# Task to carry out:
Transcribe the listing that follows in full, omitting pictures.

# Exercise input:
** Begin **

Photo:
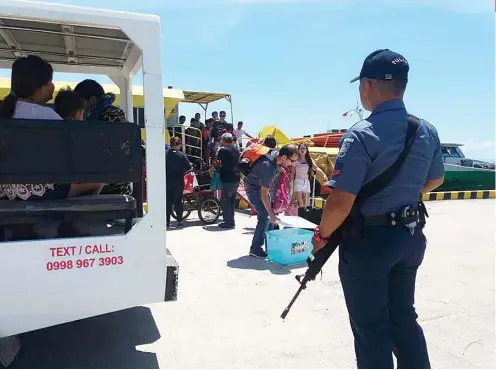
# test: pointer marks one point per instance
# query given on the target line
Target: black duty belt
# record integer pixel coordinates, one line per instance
(408, 217)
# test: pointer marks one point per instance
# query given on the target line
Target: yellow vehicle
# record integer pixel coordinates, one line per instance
(172, 97)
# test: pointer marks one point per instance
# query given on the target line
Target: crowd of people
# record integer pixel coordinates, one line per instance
(204, 139)
(31, 89)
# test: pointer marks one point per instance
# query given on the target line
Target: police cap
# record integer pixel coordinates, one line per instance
(384, 64)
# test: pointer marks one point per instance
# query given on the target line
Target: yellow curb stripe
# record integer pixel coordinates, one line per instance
(453, 195)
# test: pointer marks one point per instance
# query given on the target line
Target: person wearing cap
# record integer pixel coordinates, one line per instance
(378, 270)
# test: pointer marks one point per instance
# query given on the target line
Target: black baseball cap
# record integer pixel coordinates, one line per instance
(384, 64)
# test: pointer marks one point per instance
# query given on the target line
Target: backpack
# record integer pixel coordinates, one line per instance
(250, 156)
(281, 202)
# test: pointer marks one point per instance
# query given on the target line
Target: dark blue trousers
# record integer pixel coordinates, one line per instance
(378, 274)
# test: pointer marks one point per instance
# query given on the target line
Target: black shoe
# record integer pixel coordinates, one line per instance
(260, 254)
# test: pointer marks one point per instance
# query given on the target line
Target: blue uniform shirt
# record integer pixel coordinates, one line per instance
(372, 145)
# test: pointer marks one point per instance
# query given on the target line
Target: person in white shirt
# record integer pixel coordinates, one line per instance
(239, 134)
(31, 87)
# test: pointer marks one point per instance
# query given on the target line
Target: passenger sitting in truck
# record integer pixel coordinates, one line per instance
(31, 87)
(69, 105)
(99, 107)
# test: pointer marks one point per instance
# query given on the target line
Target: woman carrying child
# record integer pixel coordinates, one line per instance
(301, 173)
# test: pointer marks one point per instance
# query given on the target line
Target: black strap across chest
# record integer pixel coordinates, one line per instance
(381, 181)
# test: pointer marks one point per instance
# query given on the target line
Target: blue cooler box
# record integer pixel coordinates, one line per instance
(289, 246)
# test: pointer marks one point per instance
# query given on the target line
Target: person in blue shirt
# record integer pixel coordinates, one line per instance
(378, 270)
(258, 185)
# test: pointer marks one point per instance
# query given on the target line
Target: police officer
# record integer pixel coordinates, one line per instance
(378, 270)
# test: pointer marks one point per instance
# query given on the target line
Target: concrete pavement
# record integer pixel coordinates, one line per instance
(227, 313)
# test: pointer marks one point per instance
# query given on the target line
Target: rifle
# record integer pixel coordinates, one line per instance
(314, 267)
(352, 226)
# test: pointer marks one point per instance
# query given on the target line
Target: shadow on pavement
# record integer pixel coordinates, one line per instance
(251, 263)
(107, 341)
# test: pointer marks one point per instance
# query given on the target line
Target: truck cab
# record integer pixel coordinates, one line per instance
(114, 255)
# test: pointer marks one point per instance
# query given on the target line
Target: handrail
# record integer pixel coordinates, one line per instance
(188, 148)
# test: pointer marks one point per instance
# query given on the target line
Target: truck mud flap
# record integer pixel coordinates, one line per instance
(171, 278)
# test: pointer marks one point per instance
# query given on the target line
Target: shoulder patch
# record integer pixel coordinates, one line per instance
(345, 147)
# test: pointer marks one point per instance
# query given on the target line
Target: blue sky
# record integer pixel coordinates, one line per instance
(288, 62)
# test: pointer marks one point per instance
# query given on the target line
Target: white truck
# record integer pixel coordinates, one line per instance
(53, 280)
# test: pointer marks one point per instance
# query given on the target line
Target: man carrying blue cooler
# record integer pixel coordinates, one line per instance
(258, 184)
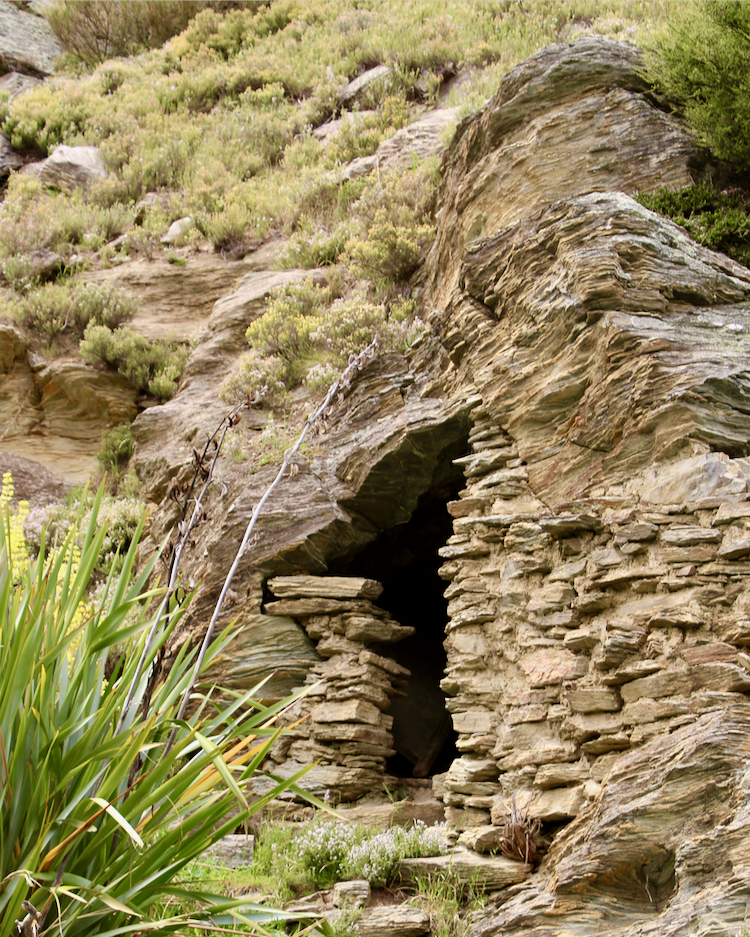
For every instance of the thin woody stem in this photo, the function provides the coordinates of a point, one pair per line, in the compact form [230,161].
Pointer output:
[354,364]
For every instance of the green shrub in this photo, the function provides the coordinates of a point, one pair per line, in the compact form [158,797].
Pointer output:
[308,334]
[395,226]
[716,219]
[283,331]
[57,308]
[352,323]
[95,30]
[702,63]
[308,248]
[151,367]
[117,448]
[95,809]
[335,851]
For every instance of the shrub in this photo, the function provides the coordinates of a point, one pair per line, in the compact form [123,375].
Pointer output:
[351,324]
[152,367]
[701,62]
[117,448]
[334,851]
[256,379]
[716,219]
[283,331]
[100,809]
[395,225]
[59,307]
[95,30]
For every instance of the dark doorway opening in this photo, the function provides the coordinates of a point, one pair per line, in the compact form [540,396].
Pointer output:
[405,560]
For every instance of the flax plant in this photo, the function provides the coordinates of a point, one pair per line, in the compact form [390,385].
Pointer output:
[95,820]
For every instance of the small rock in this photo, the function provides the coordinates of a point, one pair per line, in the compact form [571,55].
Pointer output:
[177,230]
[234,851]
[72,167]
[358,84]
[393,921]
[354,894]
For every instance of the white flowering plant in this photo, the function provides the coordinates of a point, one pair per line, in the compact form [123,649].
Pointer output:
[334,851]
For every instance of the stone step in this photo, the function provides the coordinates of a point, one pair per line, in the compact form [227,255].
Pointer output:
[491,872]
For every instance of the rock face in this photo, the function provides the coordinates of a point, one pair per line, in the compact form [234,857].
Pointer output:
[55,413]
[27,44]
[662,851]
[580,405]
[72,167]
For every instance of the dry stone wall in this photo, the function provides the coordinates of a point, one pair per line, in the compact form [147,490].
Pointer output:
[579,635]
[344,727]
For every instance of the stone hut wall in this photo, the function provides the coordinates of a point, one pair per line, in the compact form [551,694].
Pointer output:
[578,635]
[344,725]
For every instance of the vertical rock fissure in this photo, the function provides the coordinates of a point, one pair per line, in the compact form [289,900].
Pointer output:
[405,560]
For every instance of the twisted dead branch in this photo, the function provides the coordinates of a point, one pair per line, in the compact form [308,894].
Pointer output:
[521,837]
[342,382]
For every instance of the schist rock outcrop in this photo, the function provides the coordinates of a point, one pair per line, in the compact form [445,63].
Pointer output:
[518,558]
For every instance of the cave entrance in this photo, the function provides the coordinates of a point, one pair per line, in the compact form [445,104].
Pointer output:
[405,559]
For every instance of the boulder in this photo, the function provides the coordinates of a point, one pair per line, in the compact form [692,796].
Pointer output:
[357,85]
[15,83]
[72,167]
[27,44]
[414,143]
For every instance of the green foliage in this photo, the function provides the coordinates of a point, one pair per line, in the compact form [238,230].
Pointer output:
[716,219]
[95,30]
[449,902]
[283,331]
[702,63]
[308,334]
[121,516]
[117,448]
[334,851]
[57,308]
[153,367]
[394,226]
[95,814]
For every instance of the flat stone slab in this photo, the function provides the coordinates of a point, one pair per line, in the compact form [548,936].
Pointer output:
[491,871]
[324,587]
[234,851]
[393,920]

** End **

# Reply to the exercise:
Photo:
# test: pointer marks one point per instance
# query given on the target line
Target: black duty belt
# record integer pixel coordinates, one line per instance
(408, 217)
# test: pointer marks one point per instance
# query given on the target line
Target: yellow vehicle
# record integer pixel coordinates, one line per instance
(172, 97)
# test: pointer marks one point per instance
# query given on the target line
Target: crowd of people
# record integer pixel coordinates, one line per instance
(204, 139)
(31, 89)
# test: pointer marks one point per instance
# query given on the target line
Target: police cap
# record integer pixel coordinates, one line per instance
(384, 64)
# test: pointer marks one point per instance
# query given on the target line
Target: yellow curb stripe
# record integer pixel coordinates, one line per instance
(453, 195)
# test: pointer marks one point per instance
# query given on the target line
Target: person wearing cap
# record integer pixel coordinates, one line per instance
(378, 270)
# test: pointer marks one point per instance
# query given on the target line
Target: black baseball cap
# record integer pixel coordinates, one line per instance
(384, 64)
# test: pointer marks one point per instance
# query given on the target line
Target: backpack
# record integer pixel coordinates, one line per instance
(250, 156)
(281, 202)
# test: pointer marks one point per instance
# query given on the target line
Target: dark blue trousers
# record integer pixel coordinates, one line per instance
(378, 274)
# test: pointer marks one point per instance
# query given on the target line
Target: black shoe
# record integer pixel coordinates, one line per instance
(260, 254)
# test: pointer marks one point per instance
# query given on the target line
Target: blue uniform shirt
# record integer pixel coordinates, one line per instance
(372, 145)
# test: pointer marks one point per instance
# query given on the target line
Target: person in white shirt
# record integer pixel coordinates, one line per instance
(239, 134)
(31, 87)
# test: pointer marks one point per instance
# query given on the target line
Target: passenger sitting in truck
# record integer pixel coordinates, one line per instance
(31, 87)
(69, 105)
(99, 107)
# test: pointer marks one point per instance
# query given on the target line
Target: woman carrying child
# record integer pixel coordinates, one line per instance
(301, 173)
# test: pointer marks one point per instance
# query given on the target line
Target: black strap across chest
# record integer pixel coordinates, one line per instance
(381, 181)
# test: pointer marks one point per instance
# query given on the target line
Target: blue cooler box
# record integer pixel coordinates, one line per instance
(289, 246)
# test: pointer marks one point per instance
# query given on the target line
Target: person in blue shirt
# record integer pixel coordinates, one line per instance
(378, 270)
(258, 185)
# test: pointer marks one point per instance
# query given on the target line
Target: police officer
# record integer pixel coordinates, one line per instance
(378, 270)
# test: pointer marks one point per instance
# query given on the target line
Target: concrete pavement
# record integer pixel coordinates, one line per instance
(227, 313)
# test: pointer marks one point per instance
# query given on the target line
Target: rifle
# record integer pixel coordinates, one line per instance
(314, 267)
(352, 226)
# test: pointer marks one point per instance
# query given on the target line
Target: shadow on pavement
# record integer pixel coordinates, one line per instance
(251, 263)
(107, 341)
# test: pointer marks one point per instance
# query given on the target line
Target: truck cab
# record integer pixel coordinates, one line per instance
(114, 255)
# test: pointer marks one point per instance
# query given on the target line
Target: handrail
# record integer pixel coordinates, one line per instance
(188, 148)
# test: pointer marks one point per instance
# query given on the target line
Target: truck mud flap
# record integer pixel coordinates, one line per instance
(171, 278)
# test: pointer marks one point per instance
# query given on the target line
Target: shoulder patch
# record integer pixel coordinates, one line per instance
(345, 147)
# test: pointer marks one point per instance
# query given on the target line
Target: blue sky
# record integer pixel coordinates, one line per instance
(288, 62)
# test: pointer marks one point per instance
# query given on the target line
Target: white truck
# record integer pixel coordinates, one line per instance
(53, 280)
# test: pointer marks one point per instance
# query given on the target line
Target: man carrying blue cooler
# record integer pixel coordinates, one line per instance
(258, 184)
For every instance of the thin woody stem in this photo, the function provides the coordinates of a point, one pair per line, in the compact form [230,161].
Pointer output:
[354,364]
For every instance of the green shrub in this photo, the function provides the coordinates of a point, one pair per line, in the compact form [158,797].
Pointer output:
[308,334]
[395,226]
[716,219]
[283,331]
[57,308]
[352,323]
[95,30]
[702,63]
[308,248]
[151,367]
[117,448]
[95,809]
[335,851]
For every instance of the shrub in this photo, the function provides the coordinates of a point, one pair per line, in the compact form [123,375].
Pointer output:
[351,324]
[152,367]
[701,62]
[117,448]
[334,851]
[256,379]
[716,219]
[283,331]
[100,809]
[395,225]
[59,307]
[95,30]
For every instance of the dark doorway opening in this photo, the function provides the coordinates of a point, one pair per line, in the compact form [540,396].
Pointer output:
[405,560]
For every instance of the flax plant in this photo, the function provides the coordinates of a point, one pair per line, in the compact form [390,385].
Pointer output:
[95,820]
For every instance of the small rock in this photo, the function provides the coordinates of a point, one pair per line, in the compact form [571,55].
Pointer output:
[177,230]
[234,851]
[72,167]
[358,84]
[393,921]
[354,894]
For every instance of the white flowering plant in this photo, the function provides the coordinates of a point, one pair per line, in the compact form [123,649].
Pointer output:
[334,851]
For every instance of the stone step in this photo, the function provides the coordinates of a point, one pair per line, in the compact form [227,255].
Pointer output:
[491,872]
For every instance of the rock face in this photo, the function provides the coordinates of a point, one pair per line, in the compact form [234,857].
Pointer output:
[55,413]
[27,44]
[662,851]
[580,405]
[72,167]
For every instance of the dry stone wall in this photo, the function provides the coordinates of a point, one pair per line, in the compact form [147,490].
Pointer output:
[579,635]
[344,727]
For every instance of the stone hut wall in this photo, the function provides the coordinates of a point, one pair per line, in the compact form [551,694].
Pointer output:
[578,635]
[344,725]
For every instance of the vertical rock fissure in this photo, the function provides the coordinates of a point, one pair per line, in the compact form [289,900].
Pointer output:
[405,560]
For every instance of the twisted dead branch in this photo, the function provides the coordinates of a point, one pair per line, in the compact form [308,894].
Pointer output:
[521,837]
[342,382]
For every instance of the schist rock outcrop in this photo, the function provides the coordinates of a point, one pair per line, in the compact form [445,63].
Pointer output:
[518,558]
For every instance of the cave entrance in this photo, the function provides the coordinates of a point, one pair per line, in the compact form [445,104].
Pointer output:
[405,559]
For every instance of the boulder in this photo, the function provides the coordinates of a point, one pair per line, in the compact form [692,796].
Pointer output:
[357,85]
[15,83]
[72,167]
[27,44]
[414,143]
For every instance of the green foliage in this photo, the function provides the coordinates of a point, one pair per line, in the compact form [238,230].
Pointer output:
[716,219]
[95,30]
[449,902]
[283,331]
[702,63]
[308,334]
[121,516]
[117,448]
[334,851]
[57,308]
[153,367]
[394,226]
[95,814]
For every instance of the flat stone slab in this photo, the function provides the coordinates of a point, one pair per line, in the compact form [548,936].
Pointer output:
[491,871]
[324,587]
[234,851]
[393,920]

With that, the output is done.